- _Record excerpts_
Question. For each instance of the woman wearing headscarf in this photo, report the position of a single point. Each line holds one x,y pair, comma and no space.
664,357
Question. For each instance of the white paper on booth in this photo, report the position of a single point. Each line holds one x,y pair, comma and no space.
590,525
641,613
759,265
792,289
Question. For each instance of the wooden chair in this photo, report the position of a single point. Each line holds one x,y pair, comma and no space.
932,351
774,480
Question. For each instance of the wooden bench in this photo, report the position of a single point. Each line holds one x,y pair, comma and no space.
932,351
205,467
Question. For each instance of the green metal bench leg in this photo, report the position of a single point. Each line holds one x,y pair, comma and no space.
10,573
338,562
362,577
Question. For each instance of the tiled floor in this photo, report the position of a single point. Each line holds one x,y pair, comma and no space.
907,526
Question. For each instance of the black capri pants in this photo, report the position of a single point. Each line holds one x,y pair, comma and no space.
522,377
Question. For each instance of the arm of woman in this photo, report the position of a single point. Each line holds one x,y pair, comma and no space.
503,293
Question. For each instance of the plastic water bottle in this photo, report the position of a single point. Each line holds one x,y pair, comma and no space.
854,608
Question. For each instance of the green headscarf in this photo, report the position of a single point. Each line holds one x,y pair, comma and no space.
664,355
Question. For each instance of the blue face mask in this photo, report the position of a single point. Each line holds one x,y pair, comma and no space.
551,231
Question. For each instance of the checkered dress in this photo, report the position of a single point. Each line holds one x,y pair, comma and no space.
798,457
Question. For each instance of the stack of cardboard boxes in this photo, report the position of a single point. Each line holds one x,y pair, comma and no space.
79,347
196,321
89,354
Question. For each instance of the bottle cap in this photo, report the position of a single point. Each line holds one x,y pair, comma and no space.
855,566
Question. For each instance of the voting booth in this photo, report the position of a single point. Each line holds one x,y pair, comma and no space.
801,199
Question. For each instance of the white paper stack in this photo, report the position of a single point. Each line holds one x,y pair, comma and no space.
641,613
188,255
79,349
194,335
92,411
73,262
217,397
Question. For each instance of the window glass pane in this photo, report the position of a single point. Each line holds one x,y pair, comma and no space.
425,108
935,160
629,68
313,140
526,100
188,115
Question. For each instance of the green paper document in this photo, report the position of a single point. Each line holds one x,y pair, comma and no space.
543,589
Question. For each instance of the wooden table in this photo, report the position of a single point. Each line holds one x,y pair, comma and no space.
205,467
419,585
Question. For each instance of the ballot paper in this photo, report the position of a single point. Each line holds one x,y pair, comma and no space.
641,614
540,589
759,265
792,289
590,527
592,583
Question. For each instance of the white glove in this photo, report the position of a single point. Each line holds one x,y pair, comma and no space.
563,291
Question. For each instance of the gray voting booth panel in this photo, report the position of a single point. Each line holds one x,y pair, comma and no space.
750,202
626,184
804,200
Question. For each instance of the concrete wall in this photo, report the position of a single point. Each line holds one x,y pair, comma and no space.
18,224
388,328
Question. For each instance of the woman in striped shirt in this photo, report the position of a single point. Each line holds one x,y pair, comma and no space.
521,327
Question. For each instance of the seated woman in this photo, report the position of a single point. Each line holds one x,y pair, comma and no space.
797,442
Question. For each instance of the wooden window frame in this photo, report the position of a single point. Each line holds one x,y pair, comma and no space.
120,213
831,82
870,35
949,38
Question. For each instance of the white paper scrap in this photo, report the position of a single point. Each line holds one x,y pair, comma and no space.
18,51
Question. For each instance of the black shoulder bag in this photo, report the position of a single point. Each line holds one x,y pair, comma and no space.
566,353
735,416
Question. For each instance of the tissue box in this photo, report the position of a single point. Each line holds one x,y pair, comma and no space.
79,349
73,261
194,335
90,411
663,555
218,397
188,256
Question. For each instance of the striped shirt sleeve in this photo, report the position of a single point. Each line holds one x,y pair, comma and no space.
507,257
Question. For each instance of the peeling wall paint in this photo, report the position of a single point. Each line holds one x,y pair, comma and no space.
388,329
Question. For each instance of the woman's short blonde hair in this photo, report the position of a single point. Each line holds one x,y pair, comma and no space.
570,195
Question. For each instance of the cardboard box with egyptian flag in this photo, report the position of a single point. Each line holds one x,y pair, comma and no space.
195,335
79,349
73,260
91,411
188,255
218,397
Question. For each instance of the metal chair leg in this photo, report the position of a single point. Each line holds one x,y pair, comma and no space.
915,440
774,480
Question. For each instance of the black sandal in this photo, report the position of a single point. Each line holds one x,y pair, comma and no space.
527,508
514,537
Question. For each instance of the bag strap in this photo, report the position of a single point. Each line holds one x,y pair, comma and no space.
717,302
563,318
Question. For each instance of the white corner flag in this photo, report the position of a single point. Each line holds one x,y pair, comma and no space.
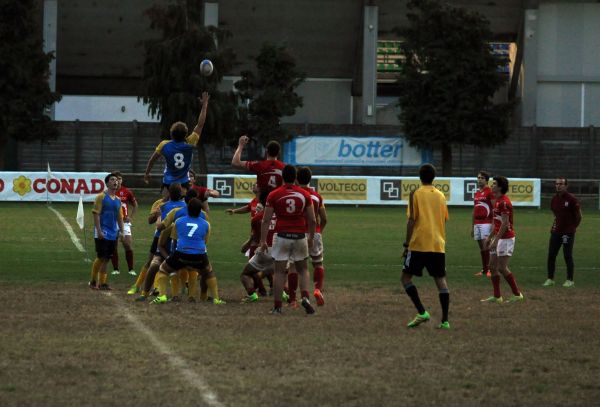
79,217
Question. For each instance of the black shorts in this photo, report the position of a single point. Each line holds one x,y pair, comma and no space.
435,263
179,260
105,248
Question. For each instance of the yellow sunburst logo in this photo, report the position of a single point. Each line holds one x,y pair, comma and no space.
22,185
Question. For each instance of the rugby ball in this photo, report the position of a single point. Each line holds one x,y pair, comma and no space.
206,67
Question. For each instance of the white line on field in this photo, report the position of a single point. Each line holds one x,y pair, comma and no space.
176,361
70,231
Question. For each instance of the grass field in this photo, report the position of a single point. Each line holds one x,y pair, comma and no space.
64,344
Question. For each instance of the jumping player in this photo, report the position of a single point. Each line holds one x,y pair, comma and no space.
178,151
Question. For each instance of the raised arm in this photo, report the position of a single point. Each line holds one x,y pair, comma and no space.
202,115
236,161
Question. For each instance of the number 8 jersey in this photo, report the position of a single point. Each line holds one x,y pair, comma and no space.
178,158
288,203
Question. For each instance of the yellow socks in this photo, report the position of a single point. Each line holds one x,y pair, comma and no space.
193,284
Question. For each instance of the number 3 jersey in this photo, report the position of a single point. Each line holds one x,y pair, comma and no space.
288,203
178,158
268,173
191,235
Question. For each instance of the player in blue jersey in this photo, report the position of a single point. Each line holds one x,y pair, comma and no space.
108,223
190,235
175,201
179,150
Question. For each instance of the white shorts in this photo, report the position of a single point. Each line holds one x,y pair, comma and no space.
505,247
261,261
316,251
289,249
482,231
126,228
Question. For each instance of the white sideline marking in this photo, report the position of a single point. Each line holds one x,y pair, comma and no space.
70,231
177,362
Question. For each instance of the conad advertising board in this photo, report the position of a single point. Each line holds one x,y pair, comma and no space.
53,187
379,190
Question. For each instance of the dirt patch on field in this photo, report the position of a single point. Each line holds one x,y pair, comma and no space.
68,345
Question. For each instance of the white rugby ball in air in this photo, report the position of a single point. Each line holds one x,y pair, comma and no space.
206,67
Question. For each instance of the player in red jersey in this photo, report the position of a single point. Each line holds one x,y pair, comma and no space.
293,207
129,207
502,243
316,251
261,263
482,219
268,171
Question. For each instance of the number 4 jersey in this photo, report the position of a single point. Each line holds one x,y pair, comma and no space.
268,173
288,203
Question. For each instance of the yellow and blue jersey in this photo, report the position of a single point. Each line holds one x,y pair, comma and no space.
191,235
109,210
178,158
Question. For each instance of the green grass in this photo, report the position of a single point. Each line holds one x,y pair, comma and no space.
362,245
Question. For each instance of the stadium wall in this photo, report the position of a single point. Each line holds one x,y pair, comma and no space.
531,152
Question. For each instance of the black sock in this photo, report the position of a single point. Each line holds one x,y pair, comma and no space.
412,292
445,303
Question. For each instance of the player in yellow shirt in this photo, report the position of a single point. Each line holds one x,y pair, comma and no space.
425,244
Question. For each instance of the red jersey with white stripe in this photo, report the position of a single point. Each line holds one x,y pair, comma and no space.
482,212
288,203
126,197
503,206
317,204
268,173
252,206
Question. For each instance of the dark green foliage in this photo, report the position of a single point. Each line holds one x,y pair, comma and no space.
24,73
449,77
271,91
172,79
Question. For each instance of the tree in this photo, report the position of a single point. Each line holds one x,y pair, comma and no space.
448,78
270,93
172,79
24,73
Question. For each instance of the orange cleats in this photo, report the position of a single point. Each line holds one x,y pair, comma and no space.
319,297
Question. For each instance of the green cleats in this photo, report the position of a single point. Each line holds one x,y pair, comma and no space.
419,319
160,299
492,299
516,298
250,298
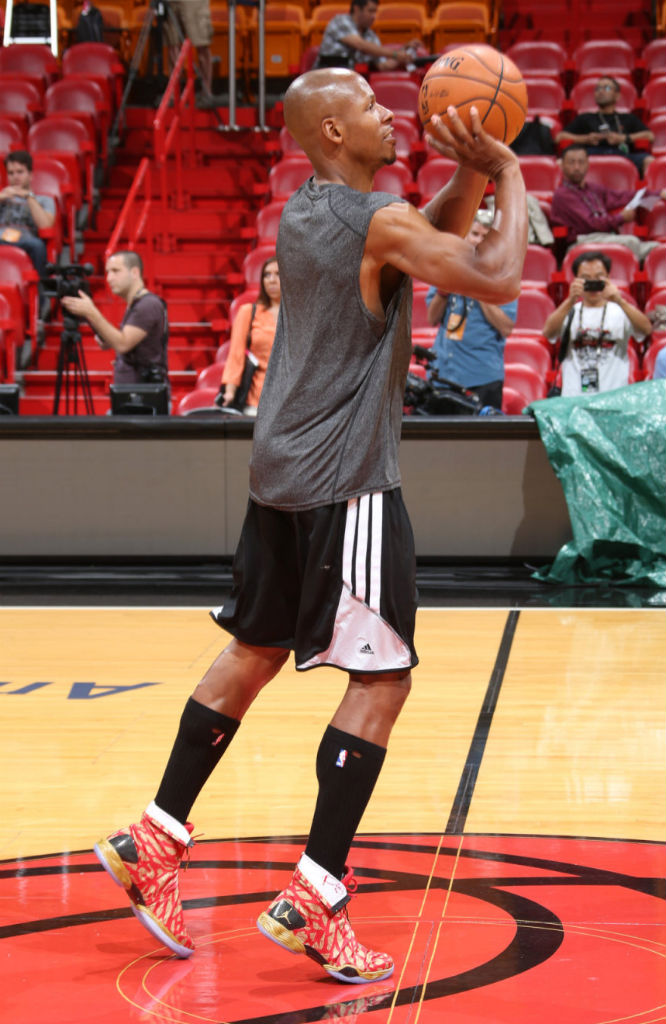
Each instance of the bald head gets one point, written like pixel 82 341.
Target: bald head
pixel 315 96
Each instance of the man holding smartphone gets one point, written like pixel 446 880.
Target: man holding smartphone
pixel 593 326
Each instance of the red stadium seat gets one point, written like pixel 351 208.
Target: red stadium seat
pixel 613 172
pixel 222 352
pixel 459 23
pixel 545 95
pixel 9 336
pixel 211 376
pixel 83 100
pixel 654 95
pixel 11 136
pixel 67 140
pixel 95 59
pixel 604 56
pixel 534 308
pixel 249 295
pixel 433 175
pixel 656 174
pixel 539 266
pixel 530 351
pixel 397 179
pixel 409 144
pixel 655 266
pixel 198 400
pixel 657 298
pixel 288 143
pixel 9 77
pixel 254 261
pixel 657 223
pixel 50 177
pixel 538 57
pixel 17 275
pixel 654 56
pixel 419 307
pixel 582 95
pixel 650 357
pixel 657 125
pixel 512 401
pixel 397 23
pixel 30 58
pixel 267 221
pixel 541 174
pixel 21 101
pixel 288 175
pixel 526 381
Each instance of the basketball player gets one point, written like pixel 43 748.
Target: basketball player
pixel 325 563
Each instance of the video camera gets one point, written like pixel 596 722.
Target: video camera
pixel 59 282
pixel 439 396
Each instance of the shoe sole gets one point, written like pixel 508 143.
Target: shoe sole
pixel 115 866
pixel 287 940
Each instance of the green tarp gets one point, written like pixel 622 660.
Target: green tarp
pixel 609 452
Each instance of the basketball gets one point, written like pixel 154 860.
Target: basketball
pixel 476 75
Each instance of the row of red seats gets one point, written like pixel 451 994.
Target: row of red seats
pixel 64 123
pixel 594 56
pixel 542 175
pixel 529 372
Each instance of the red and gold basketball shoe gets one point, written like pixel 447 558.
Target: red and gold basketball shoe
pixel 143 859
pixel 310 916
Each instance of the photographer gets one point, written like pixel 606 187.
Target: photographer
pixel 469 343
pixel 593 326
pixel 140 341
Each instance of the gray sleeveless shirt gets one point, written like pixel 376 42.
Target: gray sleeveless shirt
pixel 329 420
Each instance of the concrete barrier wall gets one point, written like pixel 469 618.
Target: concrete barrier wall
pixel 177 487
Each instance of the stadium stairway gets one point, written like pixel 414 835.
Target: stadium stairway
pixel 197 267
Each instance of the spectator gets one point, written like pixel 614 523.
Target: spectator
pixel 140 341
pixel 348 40
pixel 194 18
pixel 607 132
pixel 257 323
pixel 23 214
pixel 586 210
pixel 659 372
pixel 469 344
pixel 593 325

- _What the exercise asks_
Retype, exactly and in full, the lines above from the one containing "Target: bald head" through the one containing "Each instance of the red stadium".

- _Task response_
Target: bald head
pixel 315 96
Each instance of the man holding smartphone gets one point, written like pixel 446 880.
Target: man holding smartphone
pixel 593 326
Each instance of the red stadium seat gets one point, written like pixel 351 208.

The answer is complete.